Named object pointing entries
————

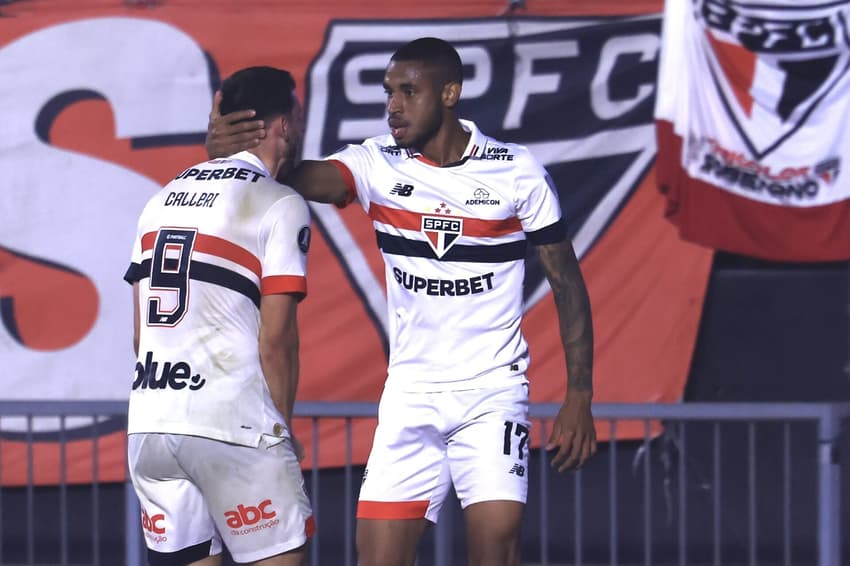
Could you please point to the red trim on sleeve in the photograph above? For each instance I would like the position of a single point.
(473, 227)
(148, 240)
(392, 509)
(278, 284)
(349, 181)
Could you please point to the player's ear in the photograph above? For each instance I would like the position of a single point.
(451, 94)
(280, 126)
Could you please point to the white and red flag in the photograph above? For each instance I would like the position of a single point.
(753, 115)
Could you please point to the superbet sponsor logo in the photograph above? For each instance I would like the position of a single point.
(247, 515)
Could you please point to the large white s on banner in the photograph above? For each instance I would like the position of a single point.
(71, 217)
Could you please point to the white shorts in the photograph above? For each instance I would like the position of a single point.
(425, 442)
(197, 492)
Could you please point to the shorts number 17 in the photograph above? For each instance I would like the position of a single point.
(515, 430)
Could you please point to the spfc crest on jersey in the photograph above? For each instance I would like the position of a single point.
(442, 232)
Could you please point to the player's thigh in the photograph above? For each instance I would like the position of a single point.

————

Copy exactly, word for word, the line with "Could you please point to the superbet" through the final line of the listing.

Could you please point to the superbet sponsor logo in the photograph above? For each instance I would like the position of a single point.
(247, 515)
Could you please point to the large white s on banner in the photograph above? For each instance I would like the position of a single point.
(71, 217)
Could you please point to the white shorts in the photograph above? For each instance I would like the position of a single point.
(425, 442)
(197, 492)
Could you please point to the shorts number 17 in the photograph above? For each instance I would like the position of a single point.
(515, 430)
Could you please point to the spfc crest on jersey in the photograph above? For each instance I would like the position of a single point.
(442, 232)
Could you please point to the player's thigh in the photograph above? For each instance I would like the position of a single point.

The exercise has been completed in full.